TASKS TO CARRY OUT =
1 > Please list every number written in digits in the blog post below, in the order they appear.
2 > Reproduce the passage of the blog post below from "Sunday, April 03, 2005" up to and including "do just that.", word for word.

PAGE TEXT =
______________________________
Sunday, April 03, 2005

Musings

Mood: bored
Music: the white stripes - we're going to be friends


OH, YES!!!!!!!


Just this passing Thursday Charlotte and I were happily discussing our plans to buy some brand-spankin'-new flip flops-- and if that's not excitement enough, we then conversed about the joys of wearing flip flops, and our imminent plans to do just that.

Nature heard us. ...Nature is a spiteful hag. (That picture was taken a couple hours ago. It is now snowing again.)

Anywhoo. Moving on.

Lastnight I went disco-bowling. It wasn't very fun, because aside from the fact that I bowled a 10 in my entire first game, halfway through the second game I felt really dizzy and started hallucinating that the bowling balls caused a splash-like wave of disco colour to erupt from the lane every time someone bowled. I think there were something like 30 lanes and each one was full. Weeee!

Ever since the famine I've been eating everything in sight (including, I am proud to announce, a dippin' strips pizza), which is fine because the more I weigh the less likely I am to get killed by some big butch rugby player... but I still have that itsy little dress to fit into come formal time. What is a girl to do? Honestly. I know I am perfectly capable of losing weight, however this time I don't have the luxury of being depressed to the point where I lack the will to eat, therefore making resistance a hell of a lot tougher. Dammit.
______________________________
EXCERPTED RECORDS =
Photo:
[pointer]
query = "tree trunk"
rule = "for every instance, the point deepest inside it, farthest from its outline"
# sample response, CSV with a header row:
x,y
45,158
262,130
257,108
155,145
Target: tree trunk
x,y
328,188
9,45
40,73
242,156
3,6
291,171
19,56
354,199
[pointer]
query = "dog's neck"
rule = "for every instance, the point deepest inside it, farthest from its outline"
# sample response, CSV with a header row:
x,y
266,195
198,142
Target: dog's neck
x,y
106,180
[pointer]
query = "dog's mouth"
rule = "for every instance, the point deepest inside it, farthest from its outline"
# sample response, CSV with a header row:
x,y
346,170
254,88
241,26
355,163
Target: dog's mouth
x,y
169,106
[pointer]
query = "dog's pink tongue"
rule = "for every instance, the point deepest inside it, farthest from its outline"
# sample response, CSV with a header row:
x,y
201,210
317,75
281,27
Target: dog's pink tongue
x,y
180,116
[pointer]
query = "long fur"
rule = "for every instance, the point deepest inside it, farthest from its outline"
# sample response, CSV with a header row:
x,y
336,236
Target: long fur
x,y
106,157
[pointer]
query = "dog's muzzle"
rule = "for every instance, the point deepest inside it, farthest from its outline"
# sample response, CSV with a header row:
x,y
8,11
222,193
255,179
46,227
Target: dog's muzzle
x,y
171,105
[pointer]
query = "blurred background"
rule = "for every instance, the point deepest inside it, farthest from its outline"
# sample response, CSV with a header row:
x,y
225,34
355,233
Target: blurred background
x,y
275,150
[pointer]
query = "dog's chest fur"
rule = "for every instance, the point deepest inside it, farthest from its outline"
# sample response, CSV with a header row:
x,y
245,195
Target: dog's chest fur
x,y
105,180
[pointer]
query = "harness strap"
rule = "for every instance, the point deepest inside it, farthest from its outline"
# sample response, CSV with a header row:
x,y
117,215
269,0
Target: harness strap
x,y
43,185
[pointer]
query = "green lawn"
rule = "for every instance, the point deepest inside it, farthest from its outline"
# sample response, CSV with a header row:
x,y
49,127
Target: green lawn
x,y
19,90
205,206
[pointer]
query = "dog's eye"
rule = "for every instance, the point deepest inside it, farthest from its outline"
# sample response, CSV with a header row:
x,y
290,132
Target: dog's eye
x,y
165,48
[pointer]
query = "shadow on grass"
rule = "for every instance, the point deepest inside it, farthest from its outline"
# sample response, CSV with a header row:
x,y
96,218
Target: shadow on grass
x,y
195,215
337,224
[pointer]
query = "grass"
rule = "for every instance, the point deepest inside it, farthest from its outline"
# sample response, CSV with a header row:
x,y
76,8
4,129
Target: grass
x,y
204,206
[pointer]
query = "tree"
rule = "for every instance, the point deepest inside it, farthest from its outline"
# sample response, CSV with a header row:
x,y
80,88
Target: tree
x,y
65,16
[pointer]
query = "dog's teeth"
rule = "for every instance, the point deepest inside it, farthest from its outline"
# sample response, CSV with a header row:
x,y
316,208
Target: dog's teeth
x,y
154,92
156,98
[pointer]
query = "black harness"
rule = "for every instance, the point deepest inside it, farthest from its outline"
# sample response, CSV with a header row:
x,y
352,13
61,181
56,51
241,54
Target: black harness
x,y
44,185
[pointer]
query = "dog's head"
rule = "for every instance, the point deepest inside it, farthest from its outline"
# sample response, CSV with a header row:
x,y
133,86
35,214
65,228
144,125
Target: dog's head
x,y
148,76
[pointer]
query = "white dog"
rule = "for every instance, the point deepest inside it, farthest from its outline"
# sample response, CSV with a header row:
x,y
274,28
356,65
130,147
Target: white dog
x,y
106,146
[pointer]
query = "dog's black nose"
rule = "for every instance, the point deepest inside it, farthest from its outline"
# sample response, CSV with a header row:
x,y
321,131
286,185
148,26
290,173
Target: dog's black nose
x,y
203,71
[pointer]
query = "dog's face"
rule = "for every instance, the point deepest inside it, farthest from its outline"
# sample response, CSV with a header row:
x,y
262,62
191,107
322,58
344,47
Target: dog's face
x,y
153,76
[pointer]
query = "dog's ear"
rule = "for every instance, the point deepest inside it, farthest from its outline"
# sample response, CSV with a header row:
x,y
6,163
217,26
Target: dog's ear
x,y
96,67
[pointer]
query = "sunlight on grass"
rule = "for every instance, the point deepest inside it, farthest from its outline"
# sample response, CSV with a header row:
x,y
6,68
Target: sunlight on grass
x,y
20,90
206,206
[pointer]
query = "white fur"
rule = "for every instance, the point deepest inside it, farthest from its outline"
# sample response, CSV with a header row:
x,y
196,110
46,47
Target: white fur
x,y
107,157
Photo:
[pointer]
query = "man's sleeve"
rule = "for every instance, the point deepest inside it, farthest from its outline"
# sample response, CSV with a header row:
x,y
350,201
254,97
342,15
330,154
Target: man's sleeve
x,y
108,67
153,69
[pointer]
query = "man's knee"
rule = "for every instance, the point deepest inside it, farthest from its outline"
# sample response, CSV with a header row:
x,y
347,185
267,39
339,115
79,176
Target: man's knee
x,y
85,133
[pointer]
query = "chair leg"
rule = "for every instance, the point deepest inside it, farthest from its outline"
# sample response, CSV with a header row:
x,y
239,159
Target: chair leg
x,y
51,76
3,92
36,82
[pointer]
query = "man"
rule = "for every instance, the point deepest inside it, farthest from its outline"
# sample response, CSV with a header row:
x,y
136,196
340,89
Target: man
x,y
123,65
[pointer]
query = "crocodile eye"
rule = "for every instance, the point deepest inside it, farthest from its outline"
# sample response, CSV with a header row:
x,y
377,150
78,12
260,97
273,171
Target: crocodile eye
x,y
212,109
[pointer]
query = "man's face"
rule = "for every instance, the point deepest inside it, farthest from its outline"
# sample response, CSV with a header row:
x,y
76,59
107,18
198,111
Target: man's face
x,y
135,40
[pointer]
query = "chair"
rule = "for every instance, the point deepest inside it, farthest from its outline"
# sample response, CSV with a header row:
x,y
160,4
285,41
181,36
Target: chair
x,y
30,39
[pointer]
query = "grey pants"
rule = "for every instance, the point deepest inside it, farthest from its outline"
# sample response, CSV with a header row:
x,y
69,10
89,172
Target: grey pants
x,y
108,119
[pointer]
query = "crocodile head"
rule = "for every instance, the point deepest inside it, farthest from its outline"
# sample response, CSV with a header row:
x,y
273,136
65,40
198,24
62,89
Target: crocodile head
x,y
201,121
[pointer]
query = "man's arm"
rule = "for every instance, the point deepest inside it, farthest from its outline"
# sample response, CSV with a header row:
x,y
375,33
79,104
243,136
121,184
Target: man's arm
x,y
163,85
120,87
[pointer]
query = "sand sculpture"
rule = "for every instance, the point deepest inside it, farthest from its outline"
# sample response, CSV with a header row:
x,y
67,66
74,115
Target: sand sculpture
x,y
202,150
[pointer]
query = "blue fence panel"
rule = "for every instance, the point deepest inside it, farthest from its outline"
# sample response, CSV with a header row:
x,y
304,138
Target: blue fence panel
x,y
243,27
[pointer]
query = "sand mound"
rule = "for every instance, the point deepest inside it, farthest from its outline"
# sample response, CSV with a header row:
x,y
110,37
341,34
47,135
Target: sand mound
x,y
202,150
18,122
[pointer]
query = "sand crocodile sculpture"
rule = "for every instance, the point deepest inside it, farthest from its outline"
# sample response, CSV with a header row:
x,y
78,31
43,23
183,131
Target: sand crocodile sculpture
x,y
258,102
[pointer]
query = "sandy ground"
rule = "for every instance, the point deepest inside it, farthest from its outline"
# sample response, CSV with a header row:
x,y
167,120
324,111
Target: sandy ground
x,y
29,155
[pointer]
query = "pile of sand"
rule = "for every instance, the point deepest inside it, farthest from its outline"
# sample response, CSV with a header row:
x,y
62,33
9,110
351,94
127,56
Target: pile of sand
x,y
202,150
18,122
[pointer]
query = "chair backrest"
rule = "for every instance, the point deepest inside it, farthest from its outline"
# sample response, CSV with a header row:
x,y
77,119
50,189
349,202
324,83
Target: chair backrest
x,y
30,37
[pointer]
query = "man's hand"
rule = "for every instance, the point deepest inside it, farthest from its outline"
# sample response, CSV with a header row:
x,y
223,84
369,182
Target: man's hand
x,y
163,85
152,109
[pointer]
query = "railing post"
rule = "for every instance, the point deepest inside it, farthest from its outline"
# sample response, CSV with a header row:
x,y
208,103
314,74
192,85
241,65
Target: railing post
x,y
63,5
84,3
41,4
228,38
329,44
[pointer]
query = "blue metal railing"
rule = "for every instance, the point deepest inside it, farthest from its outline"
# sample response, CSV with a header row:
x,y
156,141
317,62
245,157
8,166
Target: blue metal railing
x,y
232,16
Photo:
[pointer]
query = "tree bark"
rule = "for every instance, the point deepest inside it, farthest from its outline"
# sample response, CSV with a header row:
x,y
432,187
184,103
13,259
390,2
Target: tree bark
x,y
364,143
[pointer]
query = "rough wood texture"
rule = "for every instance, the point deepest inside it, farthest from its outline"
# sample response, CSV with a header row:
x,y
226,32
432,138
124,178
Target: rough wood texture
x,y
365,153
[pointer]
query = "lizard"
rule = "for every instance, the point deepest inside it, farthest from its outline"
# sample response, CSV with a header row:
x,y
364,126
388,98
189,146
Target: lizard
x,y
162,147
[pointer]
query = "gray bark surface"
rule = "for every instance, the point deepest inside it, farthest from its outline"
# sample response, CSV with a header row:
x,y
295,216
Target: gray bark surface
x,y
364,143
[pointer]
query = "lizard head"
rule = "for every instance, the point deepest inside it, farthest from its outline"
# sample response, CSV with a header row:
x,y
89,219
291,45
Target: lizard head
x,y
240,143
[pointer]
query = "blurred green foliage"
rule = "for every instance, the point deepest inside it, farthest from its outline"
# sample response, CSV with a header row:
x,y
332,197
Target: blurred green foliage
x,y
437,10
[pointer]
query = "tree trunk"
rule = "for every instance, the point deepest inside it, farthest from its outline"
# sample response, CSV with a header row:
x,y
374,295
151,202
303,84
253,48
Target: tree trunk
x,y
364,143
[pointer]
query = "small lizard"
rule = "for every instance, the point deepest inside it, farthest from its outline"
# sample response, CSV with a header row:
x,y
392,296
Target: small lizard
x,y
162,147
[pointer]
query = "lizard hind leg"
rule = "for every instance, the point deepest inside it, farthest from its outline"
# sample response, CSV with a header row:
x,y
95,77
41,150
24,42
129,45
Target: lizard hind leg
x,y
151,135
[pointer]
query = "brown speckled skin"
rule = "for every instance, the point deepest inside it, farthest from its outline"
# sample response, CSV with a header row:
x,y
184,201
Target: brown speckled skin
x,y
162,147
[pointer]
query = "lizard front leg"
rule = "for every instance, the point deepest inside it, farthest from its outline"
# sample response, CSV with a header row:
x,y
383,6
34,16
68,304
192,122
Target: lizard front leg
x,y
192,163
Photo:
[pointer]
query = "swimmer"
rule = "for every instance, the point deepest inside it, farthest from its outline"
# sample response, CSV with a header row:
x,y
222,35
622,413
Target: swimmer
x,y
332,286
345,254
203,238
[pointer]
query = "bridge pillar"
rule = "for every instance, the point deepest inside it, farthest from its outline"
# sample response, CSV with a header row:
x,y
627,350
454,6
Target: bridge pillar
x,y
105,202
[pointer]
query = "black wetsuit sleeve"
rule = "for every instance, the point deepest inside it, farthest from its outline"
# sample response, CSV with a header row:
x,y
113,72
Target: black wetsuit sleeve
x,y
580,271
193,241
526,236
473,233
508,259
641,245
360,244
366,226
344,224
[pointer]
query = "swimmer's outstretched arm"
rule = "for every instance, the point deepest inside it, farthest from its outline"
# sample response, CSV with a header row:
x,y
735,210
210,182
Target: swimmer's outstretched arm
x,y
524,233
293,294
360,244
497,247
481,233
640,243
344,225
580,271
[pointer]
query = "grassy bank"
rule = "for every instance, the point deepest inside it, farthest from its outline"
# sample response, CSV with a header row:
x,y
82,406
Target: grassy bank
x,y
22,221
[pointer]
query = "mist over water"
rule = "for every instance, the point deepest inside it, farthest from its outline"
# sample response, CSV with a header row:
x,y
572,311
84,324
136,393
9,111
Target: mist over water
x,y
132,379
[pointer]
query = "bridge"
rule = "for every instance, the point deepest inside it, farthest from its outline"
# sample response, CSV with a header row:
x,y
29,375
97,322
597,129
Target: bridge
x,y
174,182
______________________________
RESULTS FOR EACH TASK =
1 > 03, 2005, 10, 30

2 >
Sunday, April 03, 2005

Musings

Mood: bored
Music: the white stripes - we're going to be friends


OH, YES!!!!!!!


Just this passing Thursday Charlotte and I were happily discussing our plans to buy some brand-spankin'-new flip flops-- and if that's not excitement enough, we then conversed about the joys of wearing flip flops, and our imminent plans to do just that.